Aim of the task:
List all lines of the data that include the string "polo".

Exercise input:
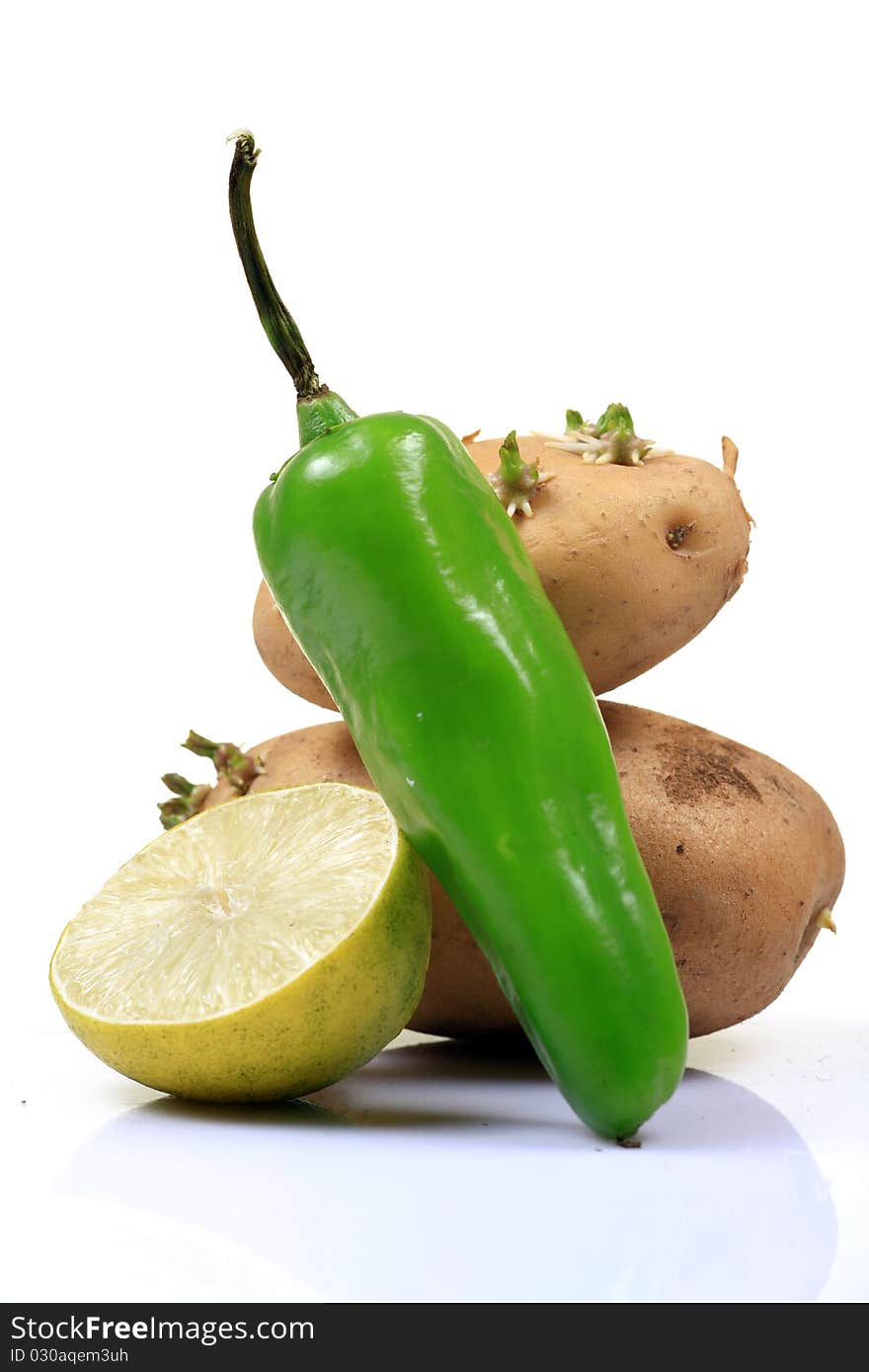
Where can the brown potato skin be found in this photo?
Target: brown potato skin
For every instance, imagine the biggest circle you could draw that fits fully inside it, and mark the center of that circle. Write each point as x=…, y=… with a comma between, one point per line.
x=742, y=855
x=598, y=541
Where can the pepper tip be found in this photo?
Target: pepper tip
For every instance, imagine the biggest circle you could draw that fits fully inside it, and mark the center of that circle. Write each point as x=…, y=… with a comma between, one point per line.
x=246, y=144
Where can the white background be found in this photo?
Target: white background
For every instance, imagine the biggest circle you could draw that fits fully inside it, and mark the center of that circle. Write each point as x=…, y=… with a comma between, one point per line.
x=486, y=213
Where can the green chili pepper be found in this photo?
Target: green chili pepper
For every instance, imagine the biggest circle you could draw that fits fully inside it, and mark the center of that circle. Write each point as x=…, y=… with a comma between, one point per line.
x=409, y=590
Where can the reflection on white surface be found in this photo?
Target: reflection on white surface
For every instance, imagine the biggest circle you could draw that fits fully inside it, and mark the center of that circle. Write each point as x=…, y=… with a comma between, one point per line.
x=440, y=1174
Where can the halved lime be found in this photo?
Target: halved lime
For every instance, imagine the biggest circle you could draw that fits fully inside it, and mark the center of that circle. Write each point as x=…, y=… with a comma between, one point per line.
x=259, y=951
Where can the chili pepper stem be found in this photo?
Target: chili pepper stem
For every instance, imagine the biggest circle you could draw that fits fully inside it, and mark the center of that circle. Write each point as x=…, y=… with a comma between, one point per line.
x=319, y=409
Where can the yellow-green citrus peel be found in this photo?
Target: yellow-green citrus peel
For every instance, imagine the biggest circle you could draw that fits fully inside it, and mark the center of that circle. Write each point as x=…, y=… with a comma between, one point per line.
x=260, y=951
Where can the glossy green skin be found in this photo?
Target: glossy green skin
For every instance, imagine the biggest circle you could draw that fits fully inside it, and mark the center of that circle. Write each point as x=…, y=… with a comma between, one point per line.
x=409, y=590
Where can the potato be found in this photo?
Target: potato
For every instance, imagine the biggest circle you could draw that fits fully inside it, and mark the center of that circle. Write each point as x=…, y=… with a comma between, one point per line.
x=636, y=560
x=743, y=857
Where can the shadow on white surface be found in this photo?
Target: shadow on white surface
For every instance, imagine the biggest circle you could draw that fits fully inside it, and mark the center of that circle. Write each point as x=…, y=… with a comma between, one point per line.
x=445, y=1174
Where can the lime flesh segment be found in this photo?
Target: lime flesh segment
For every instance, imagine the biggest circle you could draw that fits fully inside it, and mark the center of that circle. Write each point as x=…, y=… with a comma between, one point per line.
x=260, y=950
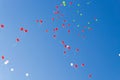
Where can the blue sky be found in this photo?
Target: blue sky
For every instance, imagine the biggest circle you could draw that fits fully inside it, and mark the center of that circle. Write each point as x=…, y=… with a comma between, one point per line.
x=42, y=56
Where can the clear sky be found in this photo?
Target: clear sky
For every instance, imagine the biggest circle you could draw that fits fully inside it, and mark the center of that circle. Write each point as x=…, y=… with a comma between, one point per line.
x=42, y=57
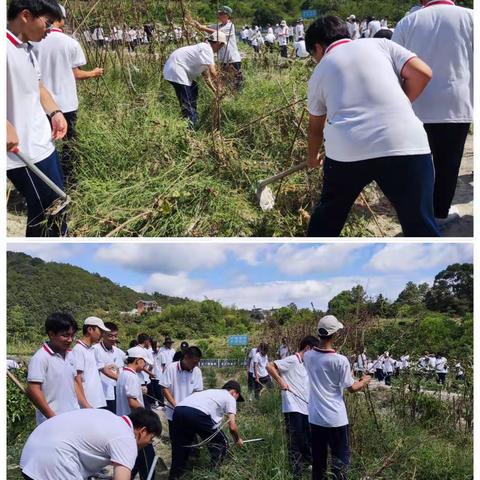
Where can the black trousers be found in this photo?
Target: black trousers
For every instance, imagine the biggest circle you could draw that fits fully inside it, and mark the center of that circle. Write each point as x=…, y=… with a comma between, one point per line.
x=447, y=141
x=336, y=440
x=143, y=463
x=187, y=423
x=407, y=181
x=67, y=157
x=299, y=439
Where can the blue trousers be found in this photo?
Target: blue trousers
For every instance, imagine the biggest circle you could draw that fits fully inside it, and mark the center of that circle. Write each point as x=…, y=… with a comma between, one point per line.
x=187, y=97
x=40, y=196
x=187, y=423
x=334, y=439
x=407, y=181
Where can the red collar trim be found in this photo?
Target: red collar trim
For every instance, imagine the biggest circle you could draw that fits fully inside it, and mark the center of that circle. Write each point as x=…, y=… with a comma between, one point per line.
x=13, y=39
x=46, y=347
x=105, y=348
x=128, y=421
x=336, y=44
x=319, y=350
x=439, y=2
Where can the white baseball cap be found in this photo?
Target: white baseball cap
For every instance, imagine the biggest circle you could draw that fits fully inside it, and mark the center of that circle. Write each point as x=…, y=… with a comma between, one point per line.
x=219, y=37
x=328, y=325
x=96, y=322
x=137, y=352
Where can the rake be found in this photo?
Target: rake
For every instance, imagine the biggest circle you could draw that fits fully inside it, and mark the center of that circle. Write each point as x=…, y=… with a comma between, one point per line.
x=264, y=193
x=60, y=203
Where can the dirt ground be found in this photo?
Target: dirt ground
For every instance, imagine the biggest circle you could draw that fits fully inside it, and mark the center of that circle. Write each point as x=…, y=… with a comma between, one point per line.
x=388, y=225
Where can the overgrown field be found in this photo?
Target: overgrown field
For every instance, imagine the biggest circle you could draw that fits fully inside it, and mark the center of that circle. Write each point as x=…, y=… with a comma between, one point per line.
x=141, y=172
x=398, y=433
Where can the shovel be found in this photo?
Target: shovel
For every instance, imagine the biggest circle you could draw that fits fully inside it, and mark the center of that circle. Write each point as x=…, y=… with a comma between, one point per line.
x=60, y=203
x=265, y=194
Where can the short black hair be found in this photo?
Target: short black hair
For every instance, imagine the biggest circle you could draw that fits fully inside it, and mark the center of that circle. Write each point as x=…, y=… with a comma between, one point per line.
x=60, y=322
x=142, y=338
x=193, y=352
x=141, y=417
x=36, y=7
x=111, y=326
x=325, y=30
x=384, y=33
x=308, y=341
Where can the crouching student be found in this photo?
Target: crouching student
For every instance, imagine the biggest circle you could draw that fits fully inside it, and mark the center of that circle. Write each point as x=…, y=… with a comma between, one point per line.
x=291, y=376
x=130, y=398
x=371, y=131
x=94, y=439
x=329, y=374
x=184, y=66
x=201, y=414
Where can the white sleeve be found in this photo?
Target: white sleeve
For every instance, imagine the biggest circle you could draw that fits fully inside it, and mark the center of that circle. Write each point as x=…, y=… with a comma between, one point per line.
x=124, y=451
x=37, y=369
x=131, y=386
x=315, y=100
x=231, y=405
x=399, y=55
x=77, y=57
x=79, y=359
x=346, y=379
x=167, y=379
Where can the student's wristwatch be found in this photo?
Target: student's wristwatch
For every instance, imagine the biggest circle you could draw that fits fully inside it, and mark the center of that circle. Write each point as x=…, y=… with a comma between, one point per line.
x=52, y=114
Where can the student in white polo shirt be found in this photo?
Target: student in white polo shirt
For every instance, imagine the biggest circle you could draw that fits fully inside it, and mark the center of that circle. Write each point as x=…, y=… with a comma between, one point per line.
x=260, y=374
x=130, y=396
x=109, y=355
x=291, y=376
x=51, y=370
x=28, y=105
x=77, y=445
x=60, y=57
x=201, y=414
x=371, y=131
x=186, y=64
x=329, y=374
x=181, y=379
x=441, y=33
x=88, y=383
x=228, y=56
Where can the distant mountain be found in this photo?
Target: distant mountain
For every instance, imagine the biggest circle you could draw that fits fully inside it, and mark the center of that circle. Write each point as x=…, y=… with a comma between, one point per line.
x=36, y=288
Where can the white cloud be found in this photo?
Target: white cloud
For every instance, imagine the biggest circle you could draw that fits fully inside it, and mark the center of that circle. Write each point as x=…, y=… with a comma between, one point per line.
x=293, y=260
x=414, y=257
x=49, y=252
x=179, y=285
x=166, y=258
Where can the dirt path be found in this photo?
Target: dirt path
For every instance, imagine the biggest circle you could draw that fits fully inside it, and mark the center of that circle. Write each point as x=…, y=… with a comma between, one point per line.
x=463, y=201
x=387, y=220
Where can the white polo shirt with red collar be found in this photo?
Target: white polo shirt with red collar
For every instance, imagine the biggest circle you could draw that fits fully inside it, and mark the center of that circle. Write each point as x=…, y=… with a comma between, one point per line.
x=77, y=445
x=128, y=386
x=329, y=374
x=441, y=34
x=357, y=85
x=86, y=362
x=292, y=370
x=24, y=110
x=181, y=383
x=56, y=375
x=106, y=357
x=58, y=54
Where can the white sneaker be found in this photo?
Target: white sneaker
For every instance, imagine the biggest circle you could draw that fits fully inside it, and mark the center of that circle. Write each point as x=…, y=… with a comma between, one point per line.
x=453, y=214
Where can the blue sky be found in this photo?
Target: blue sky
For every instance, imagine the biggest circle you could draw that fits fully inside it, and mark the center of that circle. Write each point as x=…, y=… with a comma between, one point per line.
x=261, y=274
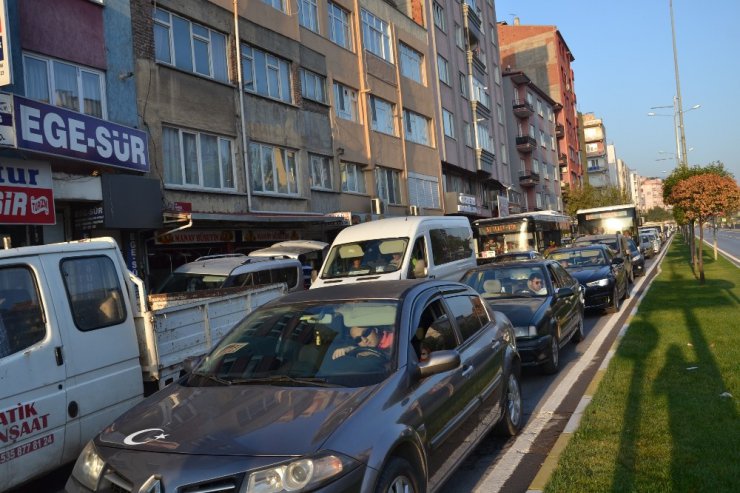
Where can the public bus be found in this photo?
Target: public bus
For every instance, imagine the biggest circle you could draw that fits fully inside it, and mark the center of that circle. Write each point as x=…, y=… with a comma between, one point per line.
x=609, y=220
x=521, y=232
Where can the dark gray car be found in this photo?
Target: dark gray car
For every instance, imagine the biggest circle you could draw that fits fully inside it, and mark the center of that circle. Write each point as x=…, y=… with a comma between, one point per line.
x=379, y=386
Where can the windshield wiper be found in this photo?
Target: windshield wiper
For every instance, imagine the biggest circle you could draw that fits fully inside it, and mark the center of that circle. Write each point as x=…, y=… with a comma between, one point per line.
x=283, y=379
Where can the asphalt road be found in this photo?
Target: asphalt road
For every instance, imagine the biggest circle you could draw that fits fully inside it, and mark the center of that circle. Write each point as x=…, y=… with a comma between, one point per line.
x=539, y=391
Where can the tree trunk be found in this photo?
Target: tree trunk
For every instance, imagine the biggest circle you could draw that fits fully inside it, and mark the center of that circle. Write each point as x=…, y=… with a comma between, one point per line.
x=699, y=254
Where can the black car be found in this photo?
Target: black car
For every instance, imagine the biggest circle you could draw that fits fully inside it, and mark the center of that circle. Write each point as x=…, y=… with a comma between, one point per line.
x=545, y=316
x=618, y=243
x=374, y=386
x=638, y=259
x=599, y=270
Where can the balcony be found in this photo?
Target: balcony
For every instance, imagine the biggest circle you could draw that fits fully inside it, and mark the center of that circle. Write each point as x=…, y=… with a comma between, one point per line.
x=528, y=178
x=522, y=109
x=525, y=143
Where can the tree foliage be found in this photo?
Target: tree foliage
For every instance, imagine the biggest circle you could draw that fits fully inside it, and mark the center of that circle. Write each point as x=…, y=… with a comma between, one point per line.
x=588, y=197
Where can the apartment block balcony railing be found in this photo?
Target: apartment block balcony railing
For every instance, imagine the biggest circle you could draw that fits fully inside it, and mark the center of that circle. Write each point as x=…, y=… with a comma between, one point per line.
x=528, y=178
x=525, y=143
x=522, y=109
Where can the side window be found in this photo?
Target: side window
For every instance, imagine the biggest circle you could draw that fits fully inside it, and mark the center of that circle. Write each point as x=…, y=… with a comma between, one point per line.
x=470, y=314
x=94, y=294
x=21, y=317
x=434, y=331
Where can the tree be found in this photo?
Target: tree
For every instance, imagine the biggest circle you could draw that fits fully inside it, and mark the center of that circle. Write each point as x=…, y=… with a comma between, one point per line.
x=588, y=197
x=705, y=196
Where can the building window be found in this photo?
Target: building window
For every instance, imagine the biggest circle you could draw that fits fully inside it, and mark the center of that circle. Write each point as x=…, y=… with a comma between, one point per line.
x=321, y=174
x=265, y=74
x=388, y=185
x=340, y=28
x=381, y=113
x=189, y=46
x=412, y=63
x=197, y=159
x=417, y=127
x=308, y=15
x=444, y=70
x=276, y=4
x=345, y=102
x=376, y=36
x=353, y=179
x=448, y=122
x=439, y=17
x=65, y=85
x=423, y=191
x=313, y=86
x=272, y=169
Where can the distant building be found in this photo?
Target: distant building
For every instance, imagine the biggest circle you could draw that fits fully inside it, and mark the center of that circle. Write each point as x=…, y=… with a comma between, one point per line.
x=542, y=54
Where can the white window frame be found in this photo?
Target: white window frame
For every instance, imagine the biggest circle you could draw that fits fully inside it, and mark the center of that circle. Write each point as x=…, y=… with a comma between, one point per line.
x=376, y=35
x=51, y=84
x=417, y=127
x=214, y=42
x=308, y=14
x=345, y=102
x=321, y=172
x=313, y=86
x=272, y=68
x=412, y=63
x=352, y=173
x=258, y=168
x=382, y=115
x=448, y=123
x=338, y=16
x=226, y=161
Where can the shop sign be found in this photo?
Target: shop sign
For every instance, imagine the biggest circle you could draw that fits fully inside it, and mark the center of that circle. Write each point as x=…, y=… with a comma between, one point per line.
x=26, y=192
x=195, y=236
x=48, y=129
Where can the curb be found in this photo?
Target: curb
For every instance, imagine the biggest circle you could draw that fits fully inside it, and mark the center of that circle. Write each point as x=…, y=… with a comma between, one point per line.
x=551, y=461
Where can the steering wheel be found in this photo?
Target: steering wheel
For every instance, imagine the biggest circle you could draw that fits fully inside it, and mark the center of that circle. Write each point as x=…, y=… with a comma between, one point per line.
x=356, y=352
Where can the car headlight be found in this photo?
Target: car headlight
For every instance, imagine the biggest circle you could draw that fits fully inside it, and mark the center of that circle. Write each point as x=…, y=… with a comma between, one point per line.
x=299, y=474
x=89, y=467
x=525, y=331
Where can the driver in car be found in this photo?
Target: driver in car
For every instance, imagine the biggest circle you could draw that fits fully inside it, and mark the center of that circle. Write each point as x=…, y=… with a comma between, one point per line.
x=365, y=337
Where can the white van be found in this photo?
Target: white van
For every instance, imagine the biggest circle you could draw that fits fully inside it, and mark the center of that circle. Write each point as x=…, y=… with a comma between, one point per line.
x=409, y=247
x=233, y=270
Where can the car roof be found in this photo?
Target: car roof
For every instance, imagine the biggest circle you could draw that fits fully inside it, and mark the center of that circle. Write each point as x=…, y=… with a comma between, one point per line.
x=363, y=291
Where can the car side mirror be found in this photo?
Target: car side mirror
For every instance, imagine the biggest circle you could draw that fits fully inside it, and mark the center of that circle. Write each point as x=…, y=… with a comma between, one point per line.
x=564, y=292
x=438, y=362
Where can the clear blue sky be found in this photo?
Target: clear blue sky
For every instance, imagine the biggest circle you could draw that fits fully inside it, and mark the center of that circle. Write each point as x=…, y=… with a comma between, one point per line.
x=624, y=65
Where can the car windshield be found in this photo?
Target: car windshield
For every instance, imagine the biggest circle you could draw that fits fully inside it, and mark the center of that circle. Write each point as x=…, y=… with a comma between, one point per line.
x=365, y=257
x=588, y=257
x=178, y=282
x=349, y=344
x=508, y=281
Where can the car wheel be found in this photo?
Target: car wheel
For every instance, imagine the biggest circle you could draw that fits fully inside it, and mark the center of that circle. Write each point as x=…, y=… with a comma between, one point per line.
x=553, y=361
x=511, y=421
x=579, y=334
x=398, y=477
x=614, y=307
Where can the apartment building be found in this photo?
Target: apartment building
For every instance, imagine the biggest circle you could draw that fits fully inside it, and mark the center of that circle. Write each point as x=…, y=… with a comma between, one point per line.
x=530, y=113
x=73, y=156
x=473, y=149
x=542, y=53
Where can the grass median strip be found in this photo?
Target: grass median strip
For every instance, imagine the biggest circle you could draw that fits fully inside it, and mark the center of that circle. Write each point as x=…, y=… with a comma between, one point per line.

Solved exercise:
Where can the student in white polo shirt be found in this photo?
Target: student in white polo shirt
Where can the white polo shirt with red collar be found in this photo?
Target: white polo shirt with red collar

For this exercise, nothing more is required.